What you will do. Transcribe the tail of the listing: start at the line containing "Practice step: put one dot on every instance of the town" and stop after the last line, keeping every character as is and adding nothing.

Excerpt from a dataset.
(begin)

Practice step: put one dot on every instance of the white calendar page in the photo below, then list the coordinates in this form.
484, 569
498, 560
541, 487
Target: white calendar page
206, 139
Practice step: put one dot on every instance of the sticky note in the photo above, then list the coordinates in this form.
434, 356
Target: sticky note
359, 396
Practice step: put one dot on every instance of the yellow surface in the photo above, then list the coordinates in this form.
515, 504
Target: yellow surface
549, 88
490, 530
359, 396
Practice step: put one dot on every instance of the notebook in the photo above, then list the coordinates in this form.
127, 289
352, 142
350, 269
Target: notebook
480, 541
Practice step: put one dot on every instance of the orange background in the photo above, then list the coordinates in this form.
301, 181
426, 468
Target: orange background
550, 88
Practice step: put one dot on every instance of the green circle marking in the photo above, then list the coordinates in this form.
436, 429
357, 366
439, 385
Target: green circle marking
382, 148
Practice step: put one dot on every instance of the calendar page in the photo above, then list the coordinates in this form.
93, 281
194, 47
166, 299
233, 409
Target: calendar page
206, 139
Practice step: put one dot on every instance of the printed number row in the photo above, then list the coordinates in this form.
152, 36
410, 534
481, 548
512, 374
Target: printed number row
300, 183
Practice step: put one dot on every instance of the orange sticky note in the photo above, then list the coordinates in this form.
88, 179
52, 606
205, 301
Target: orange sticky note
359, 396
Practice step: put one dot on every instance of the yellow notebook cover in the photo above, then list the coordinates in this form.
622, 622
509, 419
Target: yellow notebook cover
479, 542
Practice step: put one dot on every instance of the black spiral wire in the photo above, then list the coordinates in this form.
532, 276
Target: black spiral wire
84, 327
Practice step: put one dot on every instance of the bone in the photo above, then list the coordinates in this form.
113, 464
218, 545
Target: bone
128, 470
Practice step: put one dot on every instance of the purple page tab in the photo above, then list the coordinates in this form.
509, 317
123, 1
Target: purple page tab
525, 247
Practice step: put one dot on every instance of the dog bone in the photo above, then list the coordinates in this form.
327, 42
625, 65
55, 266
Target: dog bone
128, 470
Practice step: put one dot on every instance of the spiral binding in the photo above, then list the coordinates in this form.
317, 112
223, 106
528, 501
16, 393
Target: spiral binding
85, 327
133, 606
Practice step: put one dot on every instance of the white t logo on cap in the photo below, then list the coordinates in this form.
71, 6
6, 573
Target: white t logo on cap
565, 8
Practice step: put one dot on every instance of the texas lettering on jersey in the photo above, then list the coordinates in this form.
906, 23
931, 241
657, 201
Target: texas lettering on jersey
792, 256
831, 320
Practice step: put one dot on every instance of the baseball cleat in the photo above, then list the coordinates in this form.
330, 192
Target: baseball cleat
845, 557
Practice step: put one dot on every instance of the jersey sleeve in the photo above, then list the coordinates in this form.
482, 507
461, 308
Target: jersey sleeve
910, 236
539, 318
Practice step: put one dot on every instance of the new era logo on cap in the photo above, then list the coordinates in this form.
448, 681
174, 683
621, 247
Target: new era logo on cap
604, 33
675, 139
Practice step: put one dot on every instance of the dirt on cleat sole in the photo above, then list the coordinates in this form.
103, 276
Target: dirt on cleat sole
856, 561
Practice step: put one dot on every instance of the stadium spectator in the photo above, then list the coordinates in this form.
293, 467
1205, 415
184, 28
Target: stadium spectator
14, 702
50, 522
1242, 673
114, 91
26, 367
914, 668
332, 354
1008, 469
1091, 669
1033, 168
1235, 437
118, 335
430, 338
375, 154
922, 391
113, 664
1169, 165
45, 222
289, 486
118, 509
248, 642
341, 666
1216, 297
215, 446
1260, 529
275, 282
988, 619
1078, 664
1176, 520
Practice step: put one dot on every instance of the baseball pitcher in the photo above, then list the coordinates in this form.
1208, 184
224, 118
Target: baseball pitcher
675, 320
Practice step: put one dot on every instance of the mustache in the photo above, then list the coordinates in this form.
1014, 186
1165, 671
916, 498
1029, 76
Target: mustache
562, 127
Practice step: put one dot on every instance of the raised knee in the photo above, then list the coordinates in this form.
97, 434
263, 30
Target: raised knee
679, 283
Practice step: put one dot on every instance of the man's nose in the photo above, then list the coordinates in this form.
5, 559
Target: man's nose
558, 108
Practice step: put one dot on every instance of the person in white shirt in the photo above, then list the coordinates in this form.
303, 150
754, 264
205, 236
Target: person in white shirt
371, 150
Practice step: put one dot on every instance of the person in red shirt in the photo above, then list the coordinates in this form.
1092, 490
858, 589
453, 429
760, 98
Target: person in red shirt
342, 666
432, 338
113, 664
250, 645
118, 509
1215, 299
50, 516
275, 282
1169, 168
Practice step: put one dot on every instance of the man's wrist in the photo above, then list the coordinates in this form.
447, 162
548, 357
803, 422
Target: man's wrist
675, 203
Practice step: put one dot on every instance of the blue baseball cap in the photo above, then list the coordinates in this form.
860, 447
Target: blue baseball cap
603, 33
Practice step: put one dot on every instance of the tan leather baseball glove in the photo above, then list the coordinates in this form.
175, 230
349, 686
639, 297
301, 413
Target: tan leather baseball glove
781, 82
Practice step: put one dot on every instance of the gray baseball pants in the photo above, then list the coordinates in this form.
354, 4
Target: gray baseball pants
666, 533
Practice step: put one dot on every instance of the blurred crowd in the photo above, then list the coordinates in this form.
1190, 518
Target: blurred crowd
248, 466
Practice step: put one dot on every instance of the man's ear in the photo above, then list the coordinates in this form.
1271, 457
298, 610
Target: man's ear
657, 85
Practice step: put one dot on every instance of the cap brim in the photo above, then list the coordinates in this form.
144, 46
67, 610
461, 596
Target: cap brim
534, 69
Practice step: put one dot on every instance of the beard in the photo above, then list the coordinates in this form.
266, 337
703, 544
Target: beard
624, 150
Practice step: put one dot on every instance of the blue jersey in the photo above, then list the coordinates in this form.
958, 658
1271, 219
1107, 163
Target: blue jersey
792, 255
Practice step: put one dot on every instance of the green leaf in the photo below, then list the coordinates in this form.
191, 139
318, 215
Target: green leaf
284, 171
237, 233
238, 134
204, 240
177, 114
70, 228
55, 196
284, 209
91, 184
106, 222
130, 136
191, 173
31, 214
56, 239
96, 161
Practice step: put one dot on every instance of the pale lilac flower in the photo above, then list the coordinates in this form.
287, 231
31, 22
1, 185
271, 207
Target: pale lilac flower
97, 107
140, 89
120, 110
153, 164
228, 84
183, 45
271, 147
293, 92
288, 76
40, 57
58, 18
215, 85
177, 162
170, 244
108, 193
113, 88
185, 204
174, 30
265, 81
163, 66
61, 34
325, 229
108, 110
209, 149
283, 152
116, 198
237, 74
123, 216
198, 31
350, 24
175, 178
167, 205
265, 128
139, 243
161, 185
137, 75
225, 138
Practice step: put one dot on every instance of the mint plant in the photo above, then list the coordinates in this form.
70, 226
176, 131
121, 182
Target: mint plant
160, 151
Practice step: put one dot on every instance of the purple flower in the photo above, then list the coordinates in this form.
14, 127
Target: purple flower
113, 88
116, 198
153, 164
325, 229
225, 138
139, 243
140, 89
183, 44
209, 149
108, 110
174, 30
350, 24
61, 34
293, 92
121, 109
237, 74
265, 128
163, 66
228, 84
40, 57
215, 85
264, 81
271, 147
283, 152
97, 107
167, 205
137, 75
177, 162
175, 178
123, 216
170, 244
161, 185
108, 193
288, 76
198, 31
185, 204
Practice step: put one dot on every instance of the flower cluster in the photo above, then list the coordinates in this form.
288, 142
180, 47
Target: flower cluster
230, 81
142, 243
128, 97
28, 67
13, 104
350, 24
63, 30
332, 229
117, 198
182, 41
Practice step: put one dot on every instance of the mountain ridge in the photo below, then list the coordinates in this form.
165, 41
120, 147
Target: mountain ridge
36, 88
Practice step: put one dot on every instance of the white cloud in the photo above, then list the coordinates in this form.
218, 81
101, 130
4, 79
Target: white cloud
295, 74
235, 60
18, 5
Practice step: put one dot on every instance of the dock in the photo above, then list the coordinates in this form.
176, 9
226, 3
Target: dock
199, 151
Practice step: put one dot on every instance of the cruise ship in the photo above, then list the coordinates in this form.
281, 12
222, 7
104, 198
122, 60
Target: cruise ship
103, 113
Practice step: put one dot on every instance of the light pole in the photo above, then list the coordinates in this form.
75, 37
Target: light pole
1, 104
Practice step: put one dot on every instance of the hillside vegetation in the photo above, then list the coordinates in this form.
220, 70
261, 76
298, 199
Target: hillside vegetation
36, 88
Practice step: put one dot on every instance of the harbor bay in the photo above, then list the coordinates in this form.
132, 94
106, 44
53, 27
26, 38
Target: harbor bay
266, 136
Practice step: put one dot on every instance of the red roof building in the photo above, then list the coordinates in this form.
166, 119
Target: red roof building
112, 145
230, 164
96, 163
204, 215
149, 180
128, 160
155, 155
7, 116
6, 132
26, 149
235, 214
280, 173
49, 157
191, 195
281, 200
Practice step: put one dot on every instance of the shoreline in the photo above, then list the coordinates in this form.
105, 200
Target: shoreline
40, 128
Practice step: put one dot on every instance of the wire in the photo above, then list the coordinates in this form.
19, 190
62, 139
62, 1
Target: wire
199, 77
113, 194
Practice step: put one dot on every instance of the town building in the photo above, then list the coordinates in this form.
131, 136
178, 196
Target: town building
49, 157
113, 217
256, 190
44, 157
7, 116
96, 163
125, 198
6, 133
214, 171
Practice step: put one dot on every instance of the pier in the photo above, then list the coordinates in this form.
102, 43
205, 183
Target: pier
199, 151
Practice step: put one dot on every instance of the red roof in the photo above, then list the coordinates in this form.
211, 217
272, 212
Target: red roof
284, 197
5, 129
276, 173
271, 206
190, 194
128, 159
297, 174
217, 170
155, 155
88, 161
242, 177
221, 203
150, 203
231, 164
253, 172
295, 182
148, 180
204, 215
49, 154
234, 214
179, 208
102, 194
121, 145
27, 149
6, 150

(end)

Solution.
Practice step: put one dot on every instance of the town building in the photo above, then list the coordinates in this form.
131, 136
178, 196
Target: town building
49, 157
113, 217
256, 190
44, 157
7, 116
96, 163
125, 198
6, 133
214, 171
Practice step: put one dot on every instance of the pier in the photo above, then list the coordinates in this form.
102, 43
205, 183
Target: pier
199, 151
Practice step: put one dot on every instance of the red roof in the photo above, then list the coordinates in this form.
211, 217
272, 212
Target: red roof
284, 197
5, 129
276, 173
271, 206
190, 194
128, 159
297, 174
217, 170
155, 155
88, 161
242, 177
221, 203
150, 203
231, 164
253, 172
295, 182
148, 180
204, 215
49, 154
234, 214
179, 208
102, 194
121, 145
27, 149
6, 150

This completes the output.